→ Explore the material:
a: In the extraction tutorial excerpt, what weight does the model correctly identify for the Capybara?
b: List every property defined in the news_info_tools schema in the extraction tutorial excerpt.

→ Given passage:
Given the schema, we expect the model to produce some basic information like `weight`, `habitat`, `diet` & `predators` for Capybara. You can visit the [webpage](https://www.rainforest-alliance.org/species/capybara/) to see the source of the truth.

In [None]:
display(HTML(extract_data(animal_info_tools, url="https://www.rainforest-alliance.org/species/capybara/")['html_visualization']))

You can see the model correctly identifies the correct weight - `100 lbs` for the Capybara even though the webpage mentions the weight in `kgs` too. It also identifies the correct habitat etc. for the animal.  

### How about Yucatan Deer

In [None]:
display(HTML(extract_data(animal_info_tools, url="https://www.rainforest-alliance.org/species/yucatan-deer/")['html_visualization']))

### Something more massive - African Elephant

In [None]:
display(HTML(extract_data(animal_info_tools, url="https://www.rainforest-alliance.org/species/african-elephants/")['html_visualization']))

## Let's make example fun - News Summarization

Now let's use a more fun example. In order for LLMs to leverage the world knowledge, they need to be able to organize unstructured sources like websites into more structured information. Let's take the example of a news article announcing the new funding round for the startup [Perplexity AI](https://www.perplexity.ai/). For our sample news summarization app, the user only specifies the small list of information that want from the article and then ask the LLM to generate the needed information for them.

In [None]:
# Detail the information needed
news_info_tools = [
  {
    "type": "function",
    "function": {
        "name": "extract_data",
        "description": "Extract data from text",
        "parameters": {
            "type": "object",
            "properties": {
                "about_ai": {
                    "description": "Is the article about artificial intelligence?",
                    "type": "boolean",
                },
                "company_name": {
                    "description": "The name of the company which is being referenced in document",
                    "type": "string",
                },
                "valuation": {
                    "description": "Valuation of the company which is being referenced in document",
                    "type": "string",
                },
                "investors": {
                    "description": "investors in the company being referenced in document",
                    "type": "array",
                    "items": {"type": "string"},
                },
                "competitors": {
                    "description": "competitors of the company being referenced in document",
                    "type": "array",
                    "items": {"type": "string"},
                },
            },
            "required": ["about_ai", "company_name", "valuation", "investors", "competitors"],
        }
    }
  }
]

In [None]:
display(HTML(extract_data(news_info_tools, url="https://finance.yahoo.com/news/perplexity-ai-challenge-google-hinges-124622631.html")['html_visualization']))

→ Entries shown:
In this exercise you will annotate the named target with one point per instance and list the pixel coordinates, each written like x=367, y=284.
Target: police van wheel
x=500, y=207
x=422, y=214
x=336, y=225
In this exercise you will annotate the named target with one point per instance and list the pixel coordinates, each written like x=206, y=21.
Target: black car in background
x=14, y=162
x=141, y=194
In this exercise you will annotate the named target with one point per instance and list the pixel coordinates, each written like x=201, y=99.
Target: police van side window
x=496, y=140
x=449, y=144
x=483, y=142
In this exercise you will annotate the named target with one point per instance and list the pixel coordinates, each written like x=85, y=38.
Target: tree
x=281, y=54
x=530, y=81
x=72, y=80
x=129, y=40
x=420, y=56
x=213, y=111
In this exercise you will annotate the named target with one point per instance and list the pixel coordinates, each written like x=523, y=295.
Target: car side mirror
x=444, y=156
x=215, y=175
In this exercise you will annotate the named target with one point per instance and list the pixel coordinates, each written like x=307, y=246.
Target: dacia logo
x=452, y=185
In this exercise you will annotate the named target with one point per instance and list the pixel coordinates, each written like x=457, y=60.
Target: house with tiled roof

* * *

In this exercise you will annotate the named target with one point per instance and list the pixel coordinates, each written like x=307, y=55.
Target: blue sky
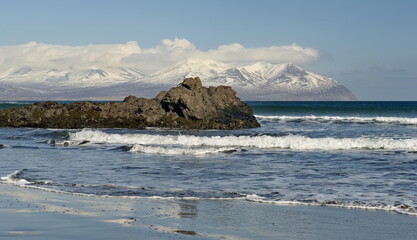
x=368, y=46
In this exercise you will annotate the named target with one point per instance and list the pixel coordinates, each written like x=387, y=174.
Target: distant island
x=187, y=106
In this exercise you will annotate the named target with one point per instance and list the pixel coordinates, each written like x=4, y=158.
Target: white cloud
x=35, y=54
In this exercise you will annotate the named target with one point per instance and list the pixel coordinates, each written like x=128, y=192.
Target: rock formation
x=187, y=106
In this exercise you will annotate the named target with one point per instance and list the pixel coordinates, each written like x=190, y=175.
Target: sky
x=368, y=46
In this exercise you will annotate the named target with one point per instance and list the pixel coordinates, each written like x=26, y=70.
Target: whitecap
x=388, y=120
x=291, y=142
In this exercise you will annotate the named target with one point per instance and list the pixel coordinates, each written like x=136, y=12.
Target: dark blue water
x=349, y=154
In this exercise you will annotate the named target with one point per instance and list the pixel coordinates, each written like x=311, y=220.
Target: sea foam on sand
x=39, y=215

--

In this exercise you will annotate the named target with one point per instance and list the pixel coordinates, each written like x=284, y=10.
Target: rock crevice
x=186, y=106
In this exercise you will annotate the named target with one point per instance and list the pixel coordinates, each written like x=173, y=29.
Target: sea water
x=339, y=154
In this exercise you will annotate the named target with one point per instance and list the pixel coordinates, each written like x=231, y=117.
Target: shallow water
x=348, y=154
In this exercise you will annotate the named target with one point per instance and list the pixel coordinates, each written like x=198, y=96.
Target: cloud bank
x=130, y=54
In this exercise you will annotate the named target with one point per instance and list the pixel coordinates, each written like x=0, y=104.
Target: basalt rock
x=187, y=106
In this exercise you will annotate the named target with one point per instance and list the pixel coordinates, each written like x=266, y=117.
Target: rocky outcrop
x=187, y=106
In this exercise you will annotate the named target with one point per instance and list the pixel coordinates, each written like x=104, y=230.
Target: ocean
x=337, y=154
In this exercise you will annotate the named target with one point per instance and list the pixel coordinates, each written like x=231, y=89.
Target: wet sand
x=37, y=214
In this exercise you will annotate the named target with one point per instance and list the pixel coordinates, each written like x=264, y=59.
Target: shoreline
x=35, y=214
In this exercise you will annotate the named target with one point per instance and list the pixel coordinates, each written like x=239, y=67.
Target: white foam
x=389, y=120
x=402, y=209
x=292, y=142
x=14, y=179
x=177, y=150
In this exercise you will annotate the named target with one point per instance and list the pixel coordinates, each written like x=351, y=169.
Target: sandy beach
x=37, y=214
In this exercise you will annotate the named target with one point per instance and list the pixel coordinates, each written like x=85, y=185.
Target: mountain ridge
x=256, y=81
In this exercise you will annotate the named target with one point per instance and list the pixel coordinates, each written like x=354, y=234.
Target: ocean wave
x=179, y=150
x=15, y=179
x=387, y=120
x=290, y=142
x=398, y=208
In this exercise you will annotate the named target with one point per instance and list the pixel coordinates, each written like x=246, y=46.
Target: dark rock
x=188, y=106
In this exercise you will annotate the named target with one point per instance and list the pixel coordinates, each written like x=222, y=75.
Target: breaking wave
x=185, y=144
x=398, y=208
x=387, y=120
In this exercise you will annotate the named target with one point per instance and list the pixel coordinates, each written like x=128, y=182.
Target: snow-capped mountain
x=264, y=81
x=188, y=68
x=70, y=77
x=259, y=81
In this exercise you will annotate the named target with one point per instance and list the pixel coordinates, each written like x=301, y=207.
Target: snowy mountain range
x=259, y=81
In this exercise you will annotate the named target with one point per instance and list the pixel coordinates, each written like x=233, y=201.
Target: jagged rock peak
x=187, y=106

→ Per-task outputs:
a: 100 lbs

b: about_ai, company_name, valuation, investors, competitors